**Selected extract:**
____
London To Brighton
As the sun starts to shine and more riding can be done in daylight without the need to wear extra layers, again my thoughts turn to how fast could I complete Ride London 100 in this summer?
The first goal however is to finish and the second raise loads of money for Sue Ryder. You can help by visiting my page here. However being the type of person I am and from reading peoples accounts of last years event I have started to think about the time.
When I found I had a place I thought if I could complete the course around 6.5 hours then this would be a good time. Also something I could achieve with an average speed of just under 25kph (24.7). This is well within the 8.5 hours allowed to complete the course even with a few rest stops thrown in. However my training has got me up to around 28kph which would give me a time around 5 hours 45 mins. I have even calculated 5 hours but this is a stretching 32.2kph and outside my reach. But you have to dream.
Well I suppose I have now set myself another challenge, to complete this in sub 6 hours. I have a history of this as last year I set a target of sub 4 hours for London to Brighton only to be hampered by light failure, but I am sure this will be achieved soon. However this challenge is different. The last hill comes at 109.4km which then leaves a final 50k to get the power down for a grandstand finish on the Mall being cheered on by the large crowd which will no doubt push me on. London to Brighton has the big hill at the end which drains your energy and then you have no time to recover before the finish.
____
**Dataset extract:**
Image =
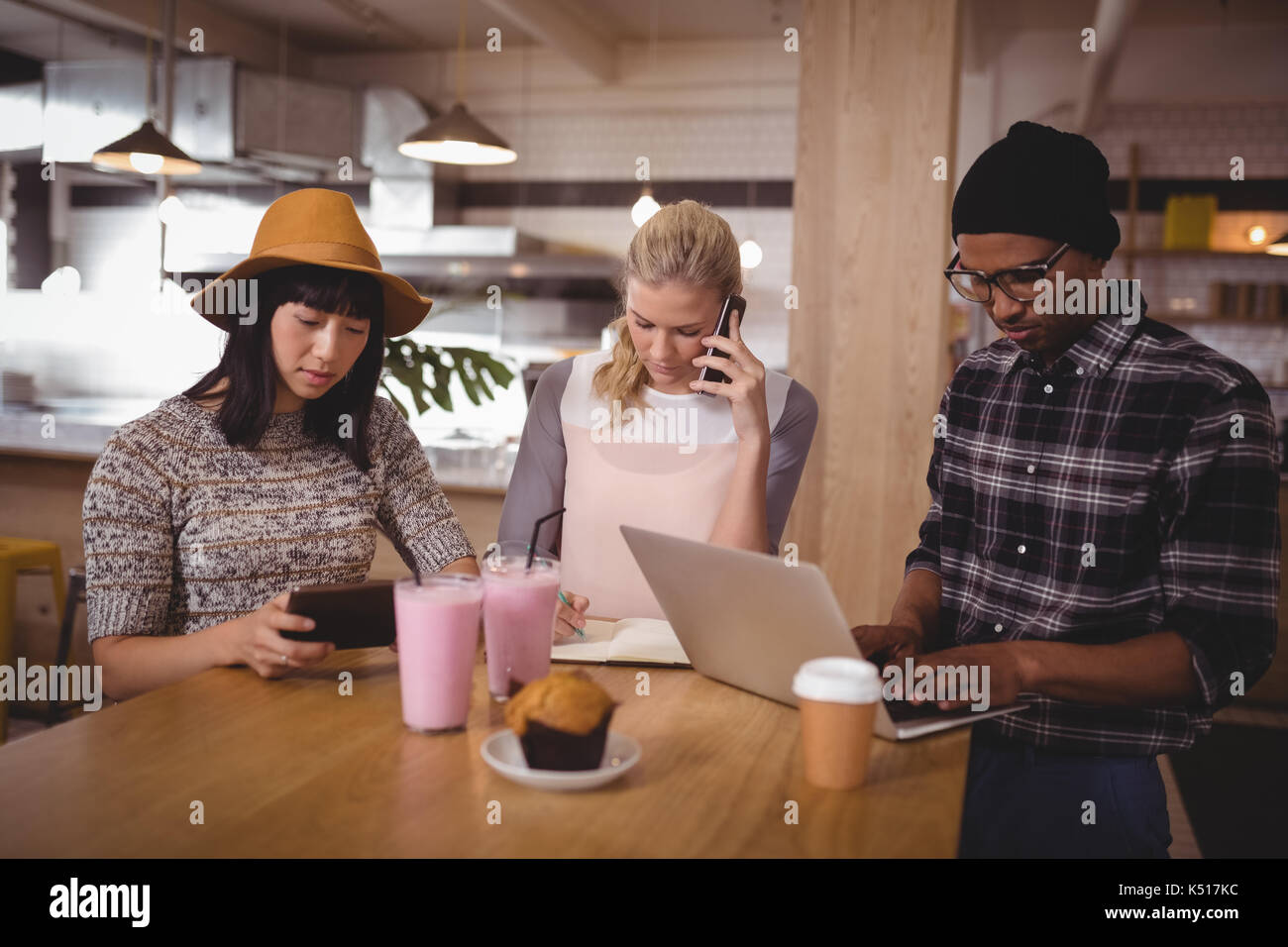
____
**Requirements:**
A - Write out the portion of the cycling post that begins with the words containing "Well I suppose" and ends with "before the finish.".
B - Decide whether each statement agrees with the cycling post, answering yes or no and quoting the words that settle it. (i) The writer first thought about 6.5 hours would be a good time for the course. (ii) The writer's training has raised the writer's speed to around 32.2kph. (iii) The writer's sub 4 hour target for London to Brighton was hampered by light failure.
C - List every time span expressed in hours that the cycling post mentions.
The listing isn't needed for any of this work.

**Task answers:**
A -
Well I suppose I have now set myself another challenge, to complete this in sub 6 hours. I have a history of this as last year I set a target of sub 4 hours for London to Brighton only to be hampered by light failure, but I am sure this will be achieved soon. However this challenge is different. The last hill comes at 109.4km which then leaves a final 50k to get the power down for a grandstand finish on the Mall being cheered on by the large crowd which will no doubt push me on. London to Brighton has the big hill at the end which drains your energy and then you have no time to recover before the finish.

B -
(i) Yes: "if I could complete the course around 6.5 hours then this would be a good time"
(ii) No: "my training has got me up to around 28kph"
(iii) Yes: "I set a target of sub 4 hours for London to Brighton only to be hampered by light failure"

C -
6.5 hours
8.5 hours
5 hours 45 mins
5 hours
sub 6 hours
sub 4 hours